PROBLEM DETAILS:
Return each line of the material verbatim.

DATA SUPPLIED:
····················

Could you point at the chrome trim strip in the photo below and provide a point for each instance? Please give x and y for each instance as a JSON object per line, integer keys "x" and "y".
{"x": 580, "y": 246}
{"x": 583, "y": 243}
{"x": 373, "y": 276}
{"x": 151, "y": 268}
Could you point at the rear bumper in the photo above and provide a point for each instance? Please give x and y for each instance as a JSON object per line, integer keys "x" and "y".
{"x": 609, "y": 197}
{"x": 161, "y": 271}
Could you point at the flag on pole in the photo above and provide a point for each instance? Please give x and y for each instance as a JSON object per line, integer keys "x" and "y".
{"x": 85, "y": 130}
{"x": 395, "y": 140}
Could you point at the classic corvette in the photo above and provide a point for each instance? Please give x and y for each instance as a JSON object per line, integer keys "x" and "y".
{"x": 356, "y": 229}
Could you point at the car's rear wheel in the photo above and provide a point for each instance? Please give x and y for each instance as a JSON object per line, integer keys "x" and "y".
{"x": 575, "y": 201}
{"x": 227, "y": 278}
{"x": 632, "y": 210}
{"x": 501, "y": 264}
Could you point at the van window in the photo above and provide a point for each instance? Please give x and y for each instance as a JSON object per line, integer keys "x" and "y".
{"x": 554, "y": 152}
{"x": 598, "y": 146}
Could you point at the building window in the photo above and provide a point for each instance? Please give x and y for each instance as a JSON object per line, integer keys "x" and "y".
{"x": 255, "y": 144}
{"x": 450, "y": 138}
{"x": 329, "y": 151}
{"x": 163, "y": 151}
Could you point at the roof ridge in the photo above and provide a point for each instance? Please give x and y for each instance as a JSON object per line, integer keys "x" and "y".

····················

SOLUTION TO THIS PROBLEM:
Could you point at the chrome trim strip in the photo below and provide a point for each instance? Please give x and y for each instance as a JSON object per line, integer keys "x" and "y".
{"x": 580, "y": 246}
{"x": 583, "y": 243}
{"x": 373, "y": 276}
{"x": 151, "y": 268}
Could you point at the rear bumper in the photo above and provide a point for each instance? Please give x and y for each instance as a JSON object per line, integer keys "x" and "y".
{"x": 609, "y": 197}
{"x": 161, "y": 271}
Could you point at the flag on pole in the photo above and provide a point for each instance? Please give x and y for each instance as a JSON object per line, integer keys "x" and "y".
{"x": 85, "y": 130}
{"x": 395, "y": 140}
Could you point at the classic corvette in the photo above and provide a point for each instance? Please give x and y for each instance as a JSON object per line, integer keys "x" and "y".
{"x": 356, "y": 229}
Could you point at the car's rear wheel in the photo above and provide a point for each instance? Please give x and y for each instance as a JSON object per line, integer keys "x" and "y".
{"x": 575, "y": 201}
{"x": 227, "y": 278}
{"x": 632, "y": 210}
{"x": 501, "y": 264}
Could you point at the van window in the photo above and provide a point for each instance? Please give x and y for each instance as a JSON object per line, integer keys "x" and "y".
{"x": 554, "y": 152}
{"x": 598, "y": 146}
Could you point at the building window in the photo above and provide a point for each instance? Please give x and y for each instance as a JSON object per line, integer keys "x" and "y".
{"x": 255, "y": 144}
{"x": 450, "y": 138}
{"x": 329, "y": 151}
{"x": 163, "y": 151}
Could you point at the roof ridge in the photo above and provide a point for each instance? Please give x and y for each instance as a JSON object per line, integer keys "x" and "y".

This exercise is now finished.